[Collected data]

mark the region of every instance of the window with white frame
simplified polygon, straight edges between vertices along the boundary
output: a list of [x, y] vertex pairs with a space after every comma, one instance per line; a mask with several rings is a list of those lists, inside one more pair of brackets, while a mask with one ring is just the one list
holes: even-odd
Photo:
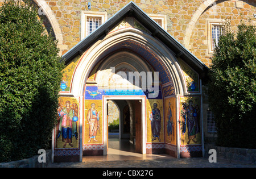
[[219, 24], [212, 25], [212, 43], [213, 49], [215, 48], [215, 45], [218, 45], [220, 36], [222, 35], [223, 28], [222, 26]]
[[81, 39], [95, 31], [107, 19], [105, 12], [82, 11]]
[[220, 36], [223, 34], [222, 21], [220, 19], [208, 20], [207, 34], [208, 41], [208, 53], [213, 54], [216, 44], [217, 45]]
[[88, 16], [86, 18], [86, 35], [88, 36], [93, 32], [100, 25], [101, 25], [101, 18]]
[[207, 131], [208, 132], [216, 132], [216, 127], [215, 125], [214, 115], [213, 113], [210, 110], [207, 110]]
[[167, 30], [167, 23], [166, 15], [148, 14], [148, 16], [150, 16], [154, 20], [155, 20], [156, 23], [158, 23], [160, 26], [163, 27], [163, 29]]

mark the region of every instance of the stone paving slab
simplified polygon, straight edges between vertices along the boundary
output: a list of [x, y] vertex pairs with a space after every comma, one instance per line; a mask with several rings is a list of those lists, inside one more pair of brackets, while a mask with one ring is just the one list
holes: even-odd
[[207, 158], [134, 160], [54, 163], [51, 168], [256, 168], [255, 164], [230, 163], [217, 160], [210, 163]]

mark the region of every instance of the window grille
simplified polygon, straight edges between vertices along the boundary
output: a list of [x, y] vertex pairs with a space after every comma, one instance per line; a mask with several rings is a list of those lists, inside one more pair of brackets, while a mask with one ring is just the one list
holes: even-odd
[[216, 132], [214, 115], [209, 109], [207, 110], [207, 131], [208, 132]]
[[212, 44], [213, 49], [215, 48], [215, 42], [218, 45], [220, 36], [223, 33], [223, 28], [221, 25], [212, 25]]
[[88, 16], [86, 19], [86, 36], [101, 25], [101, 18]]
[[161, 19], [154, 19], [154, 20], [155, 20], [157, 24], [158, 24], [160, 26], [162, 27], [162, 20]]

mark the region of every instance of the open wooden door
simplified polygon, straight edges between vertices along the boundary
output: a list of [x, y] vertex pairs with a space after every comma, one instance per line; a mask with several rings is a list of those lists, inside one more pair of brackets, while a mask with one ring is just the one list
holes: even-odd
[[142, 153], [142, 113], [141, 103], [138, 100], [134, 101], [135, 118], [135, 151]]
[[[109, 103], [108, 103], [108, 101], [107, 101], [107, 103], [106, 103], [106, 107], [107, 107], [107, 125], [108, 126], [109, 124]], [[106, 132], [107, 134], [107, 154], [109, 152], [109, 128], [108, 127], [108, 131]]]

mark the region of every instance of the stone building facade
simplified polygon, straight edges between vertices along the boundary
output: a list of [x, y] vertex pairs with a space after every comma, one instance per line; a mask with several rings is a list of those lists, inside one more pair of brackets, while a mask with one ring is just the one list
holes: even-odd
[[[129, 115], [127, 110], [119, 111], [121, 128], [123, 131], [129, 128], [130, 134], [125, 136], [129, 135], [131, 141], [136, 140], [139, 152], [167, 153], [177, 157], [204, 155], [204, 144], [210, 143], [216, 135], [204, 85], [205, 70], [210, 67], [213, 53], [213, 37], [223, 32], [225, 18], [230, 18], [234, 30], [241, 18], [246, 23], [255, 23], [256, 1], [34, 2], [48, 32], [53, 30], [60, 55], [67, 60], [60, 104], [65, 106], [68, 101], [75, 106], [74, 116], [79, 118], [73, 125], [78, 136], [73, 136], [72, 145], [63, 147], [63, 141], [56, 135], [60, 127], [56, 127], [53, 137], [55, 161], [81, 161], [82, 156], [107, 154], [106, 106], [111, 100], [117, 101], [122, 109], [125, 102], [122, 103], [122, 100], [128, 106]], [[89, 18], [100, 18], [103, 25], [86, 36], [85, 21]], [[124, 93], [117, 91], [118, 88], [108, 92], [108, 80], [126, 82], [114, 76], [116, 73], [106, 78], [111, 73], [110, 65], [127, 73], [159, 71], [162, 93], [154, 99], [150, 98], [148, 91], [141, 93], [141, 86], [139, 89], [135, 86], [138, 92]], [[189, 107], [195, 110], [192, 118], [197, 120], [199, 131], [196, 133], [199, 135], [186, 134], [188, 126], [186, 128], [184, 119], [191, 112]], [[150, 121], [154, 113], [158, 113], [156, 109], [163, 120], [161, 132], [154, 135]], [[97, 136], [88, 135], [92, 115], [98, 119], [94, 131]], [[141, 117], [142, 121], [136, 119]]]
[[[55, 26], [59, 26], [55, 35], [60, 38], [62, 55], [81, 39], [81, 11], [106, 12], [112, 17], [131, 1], [127, 0], [70, 0], [35, 1], [44, 10], [51, 10], [49, 15], [54, 16]], [[167, 31], [188, 49], [207, 66], [210, 64], [212, 53], [209, 53], [208, 20], [220, 22], [230, 18], [232, 29], [240, 23], [241, 15], [245, 22], [255, 22], [256, 1], [254, 0], [134, 0], [148, 14], [166, 15]], [[90, 9], [88, 9], [90, 3]], [[61, 38], [62, 36], [62, 38]], [[62, 41], [61, 41], [62, 40]]]

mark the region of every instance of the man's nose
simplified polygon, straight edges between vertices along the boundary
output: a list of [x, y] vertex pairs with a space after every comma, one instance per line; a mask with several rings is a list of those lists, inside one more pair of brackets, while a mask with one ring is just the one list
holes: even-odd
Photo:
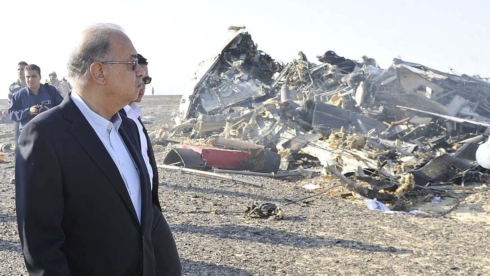
[[145, 76], [145, 69], [143, 67], [141, 67], [140, 64], [136, 65], [136, 77], [141, 77], [142, 78]]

• **Problem description**: Write out all of the data above again, switching "even-odd" to "nonzero" wherever it occurs and keeping everything else the same. Omit the pictures from your answer.

• **Result of the exercise**:
mark the region of every instance of the window with white frame
simplified polygon, straight edges between vertices along the boundary
output: a list of [x, y] vertex pairs with a space after every comma, one instance per line; a mask with several rings is a list of those lists, inside one more pair of brackets, while a mask with one ring is just the one list
holes: nonzero
Photo:
[[219, 24], [212, 25], [212, 43], [213, 49], [215, 48], [215, 45], [218, 45], [220, 36], [222, 35], [223, 28], [222, 26]]
[[81, 39], [95, 31], [107, 19], [105, 12], [82, 11]]
[[220, 36], [223, 34], [222, 21], [220, 19], [208, 20], [207, 34], [208, 41], [208, 53], [213, 54], [216, 44], [217, 45]]
[[88, 16], [86, 18], [86, 35], [88, 36], [93, 32], [100, 25], [101, 25], [101, 18]]
[[207, 131], [208, 132], [216, 132], [216, 127], [215, 125], [214, 115], [213, 113], [210, 110], [207, 110]]
[[167, 30], [167, 23], [166, 15], [148, 14], [148, 16], [150, 16], [154, 20], [155, 20], [156, 23], [158, 23], [160, 26], [163, 27], [163, 29]]

mark the region of every instance of the stone paving slab
simplified polygon, straight edges between vertices along the boundary
output: a list of [x, y] vertex pairs with a space after every comma, one instance per line; a mask with several rings is a list of those lists, inside one more pair of brackets, while a mask with one ring is just the one list
holes: nonzero
[[207, 158], [134, 160], [54, 163], [51, 168], [256, 168], [255, 164], [230, 163], [217, 160], [210, 163]]

mark the region of every instance of the window grille
simplified polygon, straight edges between vertices along the boundary
output: a list of [x, y] vertex pairs with a space after every comma, one instance per line; a mask with several rings is a list of those lists, inside one more pair of brackets, while a mask with one ring is just the one list
holes: nonzero
[[216, 132], [214, 115], [209, 109], [207, 110], [207, 131], [208, 132]]
[[212, 44], [213, 49], [215, 48], [215, 42], [218, 45], [220, 36], [223, 33], [223, 28], [221, 25], [212, 25]]
[[88, 16], [86, 19], [86, 36], [101, 25], [101, 18]]
[[161, 19], [154, 19], [154, 20], [155, 20], [157, 24], [158, 24], [160, 26], [162, 27], [162, 20]]

mark the region of every instance of the open wooden door
simplified polygon, straight edges between vertices along the boundary
output: a list of [x, y] vertex pairs with a space after every comma, one instance per line; a mask with several rings is a list of those lists, inside one more pair of brackets, while a mask with one ring is just the one list
holes: nonzero
[[142, 153], [142, 113], [141, 103], [138, 100], [134, 101], [135, 118], [135, 151]]
[[[109, 103], [108, 103], [108, 101], [107, 101], [107, 103], [106, 103], [106, 107], [107, 107], [107, 125], [108, 126], [109, 124]], [[106, 132], [107, 134], [107, 154], [109, 152], [109, 128], [108, 127], [108, 131]]]

mark the region of every instance of the stone building facade
simplified polygon, straight edges between vertices along the boundary
output: a list of [x, y] vertex pairs with a space after every comma, one instance per line; a mask with several rings is a list of those lists, inside one more pair of brackets, while a mask with one ring is just the one list
holes: nonzero
[[[129, 115], [127, 110], [119, 111], [121, 128], [123, 131], [129, 128], [130, 134], [125, 136], [129, 135], [131, 141], [136, 140], [139, 152], [167, 153], [177, 157], [204, 155], [204, 144], [210, 143], [216, 135], [204, 85], [205, 70], [210, 67], [213, 53], [213, 37], [223, 32], [225, 18], [230, 18], [234, 30], [241, 18], [246, 23], [255, 23], [256, 1], [34, 2], [48, 32], [53, 30], [60, 55], [67, 60], [60, 104], [65, 106], [68, 101], [75, 106], [74, 116], [79, 118], [73, 125], [78, 136], [73, 136], [72, 145], [63, 147], [63, 141], [56, 135], [60, 127], [56, 127], [53, 137], [55, 161], [81, 161], [82, 156], [107, 154], [106, 106], [111, 100], [117, 101], [122, 109], [125, 102], [122, 103], [122, 100], [128, 106]], [[89, 18], [100, 18], [103, 25], [86, 36], [85, 21]], [[124, 93], [117, 91], [118, 88], [108, 92], [108, 80], [126, 82], [114, 76], [116, 73], [106, 78], [111, 73], [110, 65], [127, 73], [159, 71], [162, 93], [154, 99], [150, 98], [148, 91], [141, 93], [141, 86], [139, 89], [135, 86], [138, 92]], [[189, 107], [195, 110], [192, 118], [197, 120], [199, 131], [196, 133], [199, 135], [186, 134], [188, 126], [186, 128], [184, 119], [191, 112]], [[150, 121], [154, 113], [158, 113], [156, 109], [163, 120], [161, 132], [154, 135]], [[97, 136], [88, 135], [92, 115], [98, 119], [94, 131]], [[141, 117], [142, 121], [136, 119]]]
[[[55, 26], [59, 26], [55, 35], [60, 38], [62, 55], [81, 39], [81, 11], [106, 12], [112, 17], [131, 1], [127, 0], [70, 0], [35, 1], [44, 10], [51, 10], [49, 15], [54, 16]], [[167, 31], [188, 49], [207, 66], [210, 64], [212, 53], [209, 53], [208, 20], [220, 22], [230, 18], [232, 29], [240, 23], [241, 15], [245, 22], [255, 22], [256, 1], [254, 0], [134, 0], [148, 14], [166, 15]], [[90, 9], [88, 9], [90, 3]], [[61, 38], [62, 36], [62, 38]], [[62, 41], [61, 41], [62, 40]]]

mark the region of every instance of the man's nose
simplified polygon, straight edges between vertices along the boundary
output: a list of [x, y] vertex pairs with a space after every comma, one instance per line; a mask with several rings is a list of those lists, inside one more pair of brackets, while a mask with one ring is just the one list
holes: nonzero
Photo:
[[145, 76], [145, 69], [143, 67], [141, 67], [140, 64], [136, 65], [136, 77], [141, 77], [142, 78]]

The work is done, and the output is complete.